Exercices à réaliser >>
1. Imprimez le passage du texte sur l’œuvre de Nicolas Daubanes compris entre « Or lorsque Nicolas » et « seule intensité esthétique. », bornes incluses.
2. Donnez la suite du texte sur l’œuvre de Nicolas Daubanes en reprenant après sa dernière phrase.

Extrait du document >>
------------------------
Galerie Eva Vautier, Nice
Dans l’art
contemporain, il est établi que le matériau choisi par l’artiste imprègne le
sens que l’œuvre diffuse. Aussi est-il, au sens strict, un signifiant qui l’irrigue
et la construit La matérialité de l’œuvre,
exempte de toute neutralité, est donc en elle-même le signe d' un engagement de l’artiste.
Elle renferme ce noyau d’énergie et de vérité en amont de toute représentation.
Or lorsque Nicolas Daubanes évoque l’univers carcéral, il l’énonce, par
exemple, à partir de carrelages prélevés
dans une prison. Mais arrachés du sol, puis exposés contre le mur de la galerie, ils agissent par leur
puissante frontalité comme un immense tableau réduit à sa seule intensité esthétique.
La signification de l’œuvre n’apparaît ici que par la connotation de la matière
qui contredit la forme. Un conflit s’installe entre l’apparence et la
signification, et l’artiste ne cesse de jouer sur ces confrontations de sens sur
le registre du quotidien, de la fragilité, de l’effacement. Des matériaux instables, dangereux, anodins,
très éloignés du champ traditionnel de l’art, portent cette voix.
------------------------
Extrait de données >>
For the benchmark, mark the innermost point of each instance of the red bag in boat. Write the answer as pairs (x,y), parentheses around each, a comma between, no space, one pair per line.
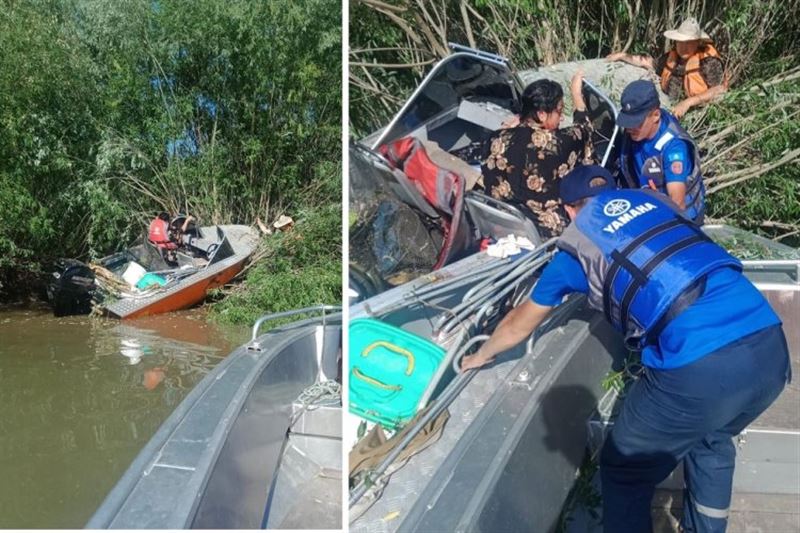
(442,189)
------------------------
Réponses finales >>
1.
Or lorsque Nicolas Daubanes évoque l’univers carcéral, il l’énonce, par
exemple, à partir de carrelages prélevés
dans une prison. Mais arrachés du sol, puis exposés contre le mur de la galerie, ils agissent par leur
puissante frontalité comme un immense tableau réduit à sa seule intensité esthétique.

2.
Mais cette matière peut être aussi empruntée à
un domaine plus symbolique quand l’artiste créée des dessins à partir de
poudre de fer aimantée. L’idée de l’évasion avec les barreaux limés d’une
cellule devient le préalable à la fabrication de l’œuvre construite à partir de ces résidus. Il y a derrière celle-ci
une histoire abandonnée à l’imagination de celui-qui la regarde.
L’imagination est aussi une histoire de la liberté,
toujours menacée, revendiquée, évanescente. Elle implique par détour l’expérience
mentale et physique du narrateur qui s’en saisit de l’intérieur avec ses
objets, ses frustrations et ses désirs. Elle ne s’incruste pas dans l’anecdotique.
Cette histoire-là, quand elle parle de l’univers carcéral, elle désigne aussi
la condition de tous les hommes.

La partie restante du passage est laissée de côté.